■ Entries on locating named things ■
• • • •

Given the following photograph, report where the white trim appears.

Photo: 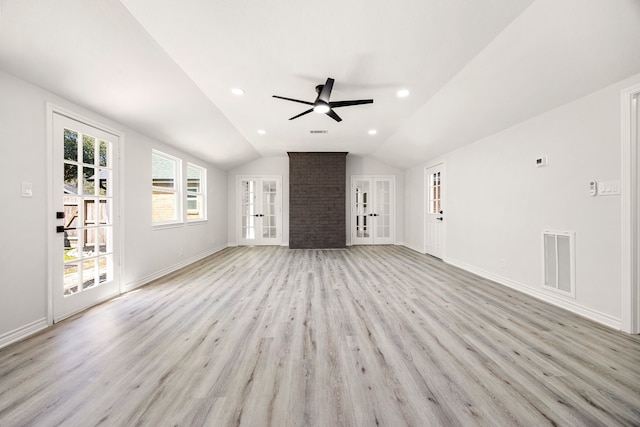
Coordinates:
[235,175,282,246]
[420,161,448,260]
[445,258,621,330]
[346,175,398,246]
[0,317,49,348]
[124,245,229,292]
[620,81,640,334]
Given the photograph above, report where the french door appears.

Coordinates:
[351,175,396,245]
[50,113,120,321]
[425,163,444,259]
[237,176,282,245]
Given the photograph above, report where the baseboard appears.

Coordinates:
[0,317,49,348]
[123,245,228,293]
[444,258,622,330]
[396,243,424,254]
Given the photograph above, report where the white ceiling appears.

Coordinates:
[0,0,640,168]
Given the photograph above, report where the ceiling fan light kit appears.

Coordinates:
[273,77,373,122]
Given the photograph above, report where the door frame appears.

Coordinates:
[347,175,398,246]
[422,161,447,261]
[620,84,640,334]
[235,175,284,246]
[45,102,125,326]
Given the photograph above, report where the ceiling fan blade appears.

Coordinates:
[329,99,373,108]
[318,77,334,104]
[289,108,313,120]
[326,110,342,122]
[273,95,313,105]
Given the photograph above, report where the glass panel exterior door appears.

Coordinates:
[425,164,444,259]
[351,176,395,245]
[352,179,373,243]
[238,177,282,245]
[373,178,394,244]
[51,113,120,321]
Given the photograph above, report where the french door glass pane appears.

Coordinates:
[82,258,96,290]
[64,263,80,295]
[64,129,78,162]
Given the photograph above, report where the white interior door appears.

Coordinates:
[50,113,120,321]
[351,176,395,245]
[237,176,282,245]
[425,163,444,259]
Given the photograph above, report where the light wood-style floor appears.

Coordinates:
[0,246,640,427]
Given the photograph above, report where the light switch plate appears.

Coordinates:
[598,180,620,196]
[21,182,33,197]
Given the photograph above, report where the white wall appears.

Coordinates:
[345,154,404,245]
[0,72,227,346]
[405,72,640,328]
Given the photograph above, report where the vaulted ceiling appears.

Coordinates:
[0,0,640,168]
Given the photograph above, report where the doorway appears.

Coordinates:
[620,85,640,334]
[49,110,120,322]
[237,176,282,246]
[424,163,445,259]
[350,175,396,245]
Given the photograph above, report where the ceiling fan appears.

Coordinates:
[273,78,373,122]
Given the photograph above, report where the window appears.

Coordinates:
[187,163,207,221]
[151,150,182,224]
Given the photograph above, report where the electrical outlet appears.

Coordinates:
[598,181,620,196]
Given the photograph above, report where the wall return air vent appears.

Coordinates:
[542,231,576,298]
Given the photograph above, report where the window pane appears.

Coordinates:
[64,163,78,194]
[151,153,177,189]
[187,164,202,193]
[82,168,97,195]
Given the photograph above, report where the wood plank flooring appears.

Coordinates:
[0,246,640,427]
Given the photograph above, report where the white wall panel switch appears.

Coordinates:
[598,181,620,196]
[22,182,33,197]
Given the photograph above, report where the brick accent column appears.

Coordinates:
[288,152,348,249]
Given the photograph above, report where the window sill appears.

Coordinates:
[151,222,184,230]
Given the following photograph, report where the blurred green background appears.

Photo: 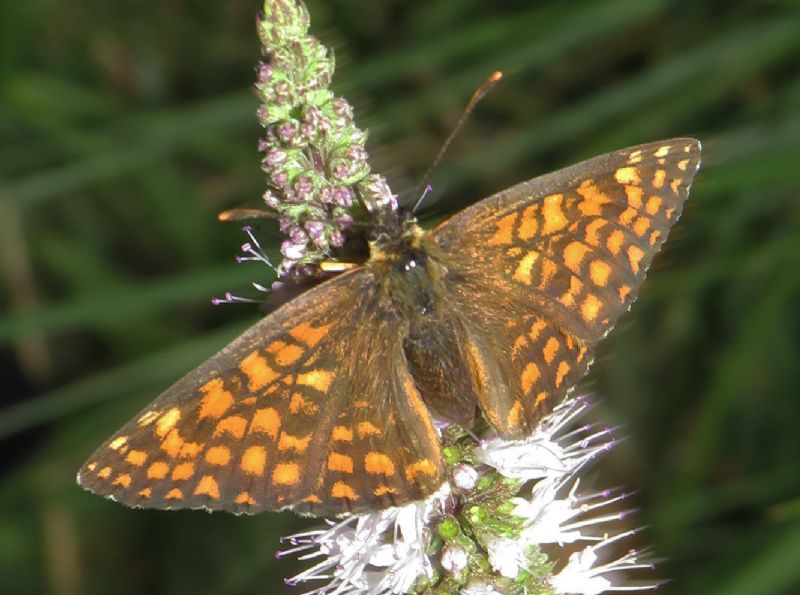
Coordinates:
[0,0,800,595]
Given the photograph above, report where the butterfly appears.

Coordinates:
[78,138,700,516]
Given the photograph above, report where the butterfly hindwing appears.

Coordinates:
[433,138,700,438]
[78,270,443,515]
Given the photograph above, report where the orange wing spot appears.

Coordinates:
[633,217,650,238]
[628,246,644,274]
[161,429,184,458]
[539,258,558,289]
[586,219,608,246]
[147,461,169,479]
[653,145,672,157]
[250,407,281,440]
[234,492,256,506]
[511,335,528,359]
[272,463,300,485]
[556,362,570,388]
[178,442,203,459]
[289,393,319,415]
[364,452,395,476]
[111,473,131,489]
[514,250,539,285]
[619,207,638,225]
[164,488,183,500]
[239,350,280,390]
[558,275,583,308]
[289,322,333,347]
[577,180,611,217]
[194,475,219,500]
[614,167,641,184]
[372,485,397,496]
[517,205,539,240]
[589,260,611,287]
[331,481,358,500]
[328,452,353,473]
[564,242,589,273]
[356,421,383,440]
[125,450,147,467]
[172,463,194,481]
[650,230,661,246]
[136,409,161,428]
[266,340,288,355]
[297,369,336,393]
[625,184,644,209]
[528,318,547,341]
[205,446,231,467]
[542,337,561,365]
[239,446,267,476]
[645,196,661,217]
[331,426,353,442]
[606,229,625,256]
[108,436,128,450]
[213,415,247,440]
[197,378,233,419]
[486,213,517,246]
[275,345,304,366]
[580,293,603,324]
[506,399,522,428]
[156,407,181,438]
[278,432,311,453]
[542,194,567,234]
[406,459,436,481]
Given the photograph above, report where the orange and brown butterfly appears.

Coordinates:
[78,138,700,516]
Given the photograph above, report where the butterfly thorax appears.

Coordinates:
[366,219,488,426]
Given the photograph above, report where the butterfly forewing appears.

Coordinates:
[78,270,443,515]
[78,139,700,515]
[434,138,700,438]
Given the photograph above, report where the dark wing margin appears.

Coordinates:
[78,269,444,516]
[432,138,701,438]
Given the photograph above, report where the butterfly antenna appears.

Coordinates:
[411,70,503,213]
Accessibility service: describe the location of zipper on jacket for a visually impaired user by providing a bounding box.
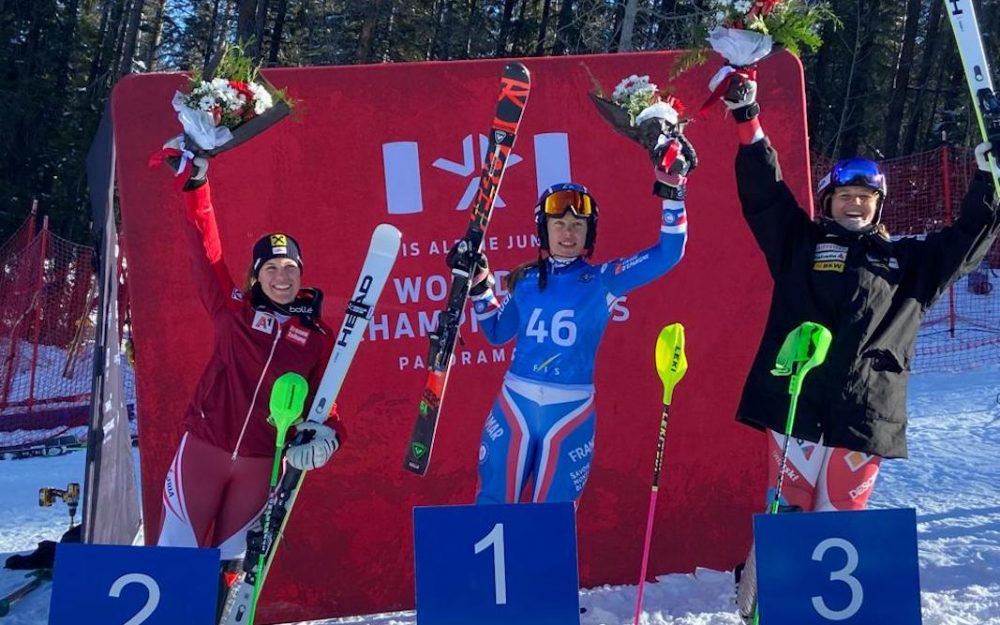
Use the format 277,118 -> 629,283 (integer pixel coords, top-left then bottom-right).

• • • •

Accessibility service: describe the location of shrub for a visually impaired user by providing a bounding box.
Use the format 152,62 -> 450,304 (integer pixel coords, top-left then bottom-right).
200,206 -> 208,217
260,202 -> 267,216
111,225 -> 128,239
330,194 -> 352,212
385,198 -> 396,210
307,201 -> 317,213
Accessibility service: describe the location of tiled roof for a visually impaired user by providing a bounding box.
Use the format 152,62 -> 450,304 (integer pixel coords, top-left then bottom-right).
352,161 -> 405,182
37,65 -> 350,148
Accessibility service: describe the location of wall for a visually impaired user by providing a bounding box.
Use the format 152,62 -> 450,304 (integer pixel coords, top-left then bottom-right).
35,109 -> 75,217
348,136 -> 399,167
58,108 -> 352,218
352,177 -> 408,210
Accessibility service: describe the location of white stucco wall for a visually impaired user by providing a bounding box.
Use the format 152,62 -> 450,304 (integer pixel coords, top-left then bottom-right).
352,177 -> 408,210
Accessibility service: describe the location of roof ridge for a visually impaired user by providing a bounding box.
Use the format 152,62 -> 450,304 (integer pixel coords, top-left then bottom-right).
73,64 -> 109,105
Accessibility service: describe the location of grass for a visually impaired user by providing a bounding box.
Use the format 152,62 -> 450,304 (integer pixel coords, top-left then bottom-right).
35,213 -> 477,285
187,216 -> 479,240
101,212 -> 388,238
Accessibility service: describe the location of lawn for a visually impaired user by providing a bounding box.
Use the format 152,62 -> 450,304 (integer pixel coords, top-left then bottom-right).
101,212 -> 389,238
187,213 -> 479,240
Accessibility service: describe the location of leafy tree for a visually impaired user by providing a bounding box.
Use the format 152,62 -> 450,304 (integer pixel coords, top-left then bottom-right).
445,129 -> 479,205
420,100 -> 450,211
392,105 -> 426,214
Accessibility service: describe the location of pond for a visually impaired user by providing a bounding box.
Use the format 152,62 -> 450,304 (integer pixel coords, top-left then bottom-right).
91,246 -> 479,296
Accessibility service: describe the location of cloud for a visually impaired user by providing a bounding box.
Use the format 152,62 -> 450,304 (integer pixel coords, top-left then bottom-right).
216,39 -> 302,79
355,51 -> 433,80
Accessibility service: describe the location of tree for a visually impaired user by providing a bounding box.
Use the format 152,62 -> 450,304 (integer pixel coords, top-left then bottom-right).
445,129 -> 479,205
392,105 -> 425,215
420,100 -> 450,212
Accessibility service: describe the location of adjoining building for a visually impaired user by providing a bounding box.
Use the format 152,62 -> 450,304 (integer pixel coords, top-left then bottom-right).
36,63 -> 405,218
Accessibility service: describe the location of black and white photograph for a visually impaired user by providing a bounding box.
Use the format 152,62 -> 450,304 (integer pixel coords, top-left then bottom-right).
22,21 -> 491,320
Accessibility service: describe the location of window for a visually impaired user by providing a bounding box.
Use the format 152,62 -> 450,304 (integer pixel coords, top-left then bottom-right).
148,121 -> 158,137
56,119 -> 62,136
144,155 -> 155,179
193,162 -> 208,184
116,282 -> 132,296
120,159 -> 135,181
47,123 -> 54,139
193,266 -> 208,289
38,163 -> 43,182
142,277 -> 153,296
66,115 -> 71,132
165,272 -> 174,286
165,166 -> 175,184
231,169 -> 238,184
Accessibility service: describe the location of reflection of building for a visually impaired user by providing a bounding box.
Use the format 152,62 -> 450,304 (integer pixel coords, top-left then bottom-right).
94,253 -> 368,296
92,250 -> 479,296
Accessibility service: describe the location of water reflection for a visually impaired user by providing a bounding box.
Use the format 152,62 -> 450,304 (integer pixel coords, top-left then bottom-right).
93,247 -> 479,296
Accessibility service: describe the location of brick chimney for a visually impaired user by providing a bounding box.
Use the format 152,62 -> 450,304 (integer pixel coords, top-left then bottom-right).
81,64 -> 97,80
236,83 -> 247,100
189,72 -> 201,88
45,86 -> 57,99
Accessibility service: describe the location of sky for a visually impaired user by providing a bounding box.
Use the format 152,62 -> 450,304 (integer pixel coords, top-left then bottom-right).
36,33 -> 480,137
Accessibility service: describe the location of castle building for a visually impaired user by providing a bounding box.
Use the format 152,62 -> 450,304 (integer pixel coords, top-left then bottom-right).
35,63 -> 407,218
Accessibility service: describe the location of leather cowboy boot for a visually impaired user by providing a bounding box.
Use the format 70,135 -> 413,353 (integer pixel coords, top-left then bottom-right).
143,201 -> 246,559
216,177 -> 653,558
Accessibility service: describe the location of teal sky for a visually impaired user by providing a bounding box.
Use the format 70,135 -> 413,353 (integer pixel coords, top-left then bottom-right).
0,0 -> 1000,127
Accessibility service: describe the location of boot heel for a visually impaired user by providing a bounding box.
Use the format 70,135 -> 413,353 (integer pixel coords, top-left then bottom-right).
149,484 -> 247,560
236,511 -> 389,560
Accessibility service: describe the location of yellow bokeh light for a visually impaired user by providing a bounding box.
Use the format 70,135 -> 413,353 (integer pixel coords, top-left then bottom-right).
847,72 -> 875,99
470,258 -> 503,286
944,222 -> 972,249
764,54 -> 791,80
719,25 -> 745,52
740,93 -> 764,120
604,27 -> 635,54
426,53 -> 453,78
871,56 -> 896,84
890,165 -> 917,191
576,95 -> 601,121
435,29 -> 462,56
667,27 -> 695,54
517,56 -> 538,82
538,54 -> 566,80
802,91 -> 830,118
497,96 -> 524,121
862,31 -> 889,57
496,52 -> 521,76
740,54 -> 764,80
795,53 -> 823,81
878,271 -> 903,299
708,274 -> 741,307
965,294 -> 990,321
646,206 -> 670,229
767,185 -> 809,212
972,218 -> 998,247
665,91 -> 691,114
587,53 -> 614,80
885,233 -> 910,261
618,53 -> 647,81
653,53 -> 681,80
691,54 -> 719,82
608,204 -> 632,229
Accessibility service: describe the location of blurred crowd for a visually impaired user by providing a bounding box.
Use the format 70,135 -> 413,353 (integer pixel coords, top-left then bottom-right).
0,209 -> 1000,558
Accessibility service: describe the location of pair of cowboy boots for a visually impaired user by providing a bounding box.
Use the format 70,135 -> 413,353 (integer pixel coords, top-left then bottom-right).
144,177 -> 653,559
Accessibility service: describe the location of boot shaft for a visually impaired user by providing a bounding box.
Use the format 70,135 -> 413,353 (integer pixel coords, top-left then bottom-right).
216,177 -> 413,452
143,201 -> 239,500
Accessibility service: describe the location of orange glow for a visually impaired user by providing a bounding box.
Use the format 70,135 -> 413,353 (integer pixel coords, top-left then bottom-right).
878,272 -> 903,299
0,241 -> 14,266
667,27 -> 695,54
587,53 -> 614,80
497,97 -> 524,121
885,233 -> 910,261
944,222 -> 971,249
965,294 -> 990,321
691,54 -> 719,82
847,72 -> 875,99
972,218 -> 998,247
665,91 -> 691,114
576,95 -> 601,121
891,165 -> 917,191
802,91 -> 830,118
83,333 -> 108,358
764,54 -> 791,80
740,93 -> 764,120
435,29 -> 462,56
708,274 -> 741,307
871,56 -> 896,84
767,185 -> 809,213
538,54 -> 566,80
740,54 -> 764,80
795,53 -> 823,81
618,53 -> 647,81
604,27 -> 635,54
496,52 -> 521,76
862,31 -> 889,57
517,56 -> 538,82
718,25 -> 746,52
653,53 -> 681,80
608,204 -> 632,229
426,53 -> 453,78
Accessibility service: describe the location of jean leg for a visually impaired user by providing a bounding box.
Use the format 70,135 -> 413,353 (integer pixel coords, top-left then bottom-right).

• • • •

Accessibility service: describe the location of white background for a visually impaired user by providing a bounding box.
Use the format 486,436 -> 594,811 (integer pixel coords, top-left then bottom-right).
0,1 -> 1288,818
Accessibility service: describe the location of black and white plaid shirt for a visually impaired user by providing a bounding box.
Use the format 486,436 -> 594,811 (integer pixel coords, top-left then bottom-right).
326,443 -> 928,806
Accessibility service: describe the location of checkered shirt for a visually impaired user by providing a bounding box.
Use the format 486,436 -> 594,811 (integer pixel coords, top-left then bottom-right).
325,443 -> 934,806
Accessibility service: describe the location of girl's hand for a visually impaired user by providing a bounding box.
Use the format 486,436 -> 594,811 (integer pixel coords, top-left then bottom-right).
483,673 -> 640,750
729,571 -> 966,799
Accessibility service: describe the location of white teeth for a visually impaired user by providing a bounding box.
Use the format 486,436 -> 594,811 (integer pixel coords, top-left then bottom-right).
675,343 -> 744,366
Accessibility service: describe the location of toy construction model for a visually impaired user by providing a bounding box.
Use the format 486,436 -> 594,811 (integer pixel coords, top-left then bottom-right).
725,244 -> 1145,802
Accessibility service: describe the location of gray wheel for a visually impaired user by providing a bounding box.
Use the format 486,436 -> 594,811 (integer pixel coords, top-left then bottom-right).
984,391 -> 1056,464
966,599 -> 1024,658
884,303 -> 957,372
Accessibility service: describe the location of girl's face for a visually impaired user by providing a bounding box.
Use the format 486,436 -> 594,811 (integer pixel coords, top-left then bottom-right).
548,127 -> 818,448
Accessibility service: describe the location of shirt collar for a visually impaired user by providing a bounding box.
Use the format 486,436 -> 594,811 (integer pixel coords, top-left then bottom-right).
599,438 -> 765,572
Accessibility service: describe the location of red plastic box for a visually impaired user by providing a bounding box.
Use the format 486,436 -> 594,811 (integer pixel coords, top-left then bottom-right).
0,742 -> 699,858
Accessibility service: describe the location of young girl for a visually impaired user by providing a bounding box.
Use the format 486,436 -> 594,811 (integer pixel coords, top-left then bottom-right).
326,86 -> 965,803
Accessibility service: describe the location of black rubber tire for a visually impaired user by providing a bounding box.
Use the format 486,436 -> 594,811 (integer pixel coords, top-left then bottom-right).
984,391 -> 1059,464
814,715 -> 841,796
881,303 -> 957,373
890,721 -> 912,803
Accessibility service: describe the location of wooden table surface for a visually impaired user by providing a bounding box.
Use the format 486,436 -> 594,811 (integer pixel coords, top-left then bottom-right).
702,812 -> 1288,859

• • • •

■ DIRECTIONS FOR THIS TASK ■
Which lines in the records contain the word "girl"? Pick out each one and copy it.

■ PROBLEM SOLUTION ■
Accessibility service: describe the location of girl's hand for a visually impaired user by providing a bounding box.
Accessibility service: describe the location of girl's face for a visually impaired user by providing a bounding box.
Accessibility service: describe the location of young girl for a visually impaired user by providing a bounding box.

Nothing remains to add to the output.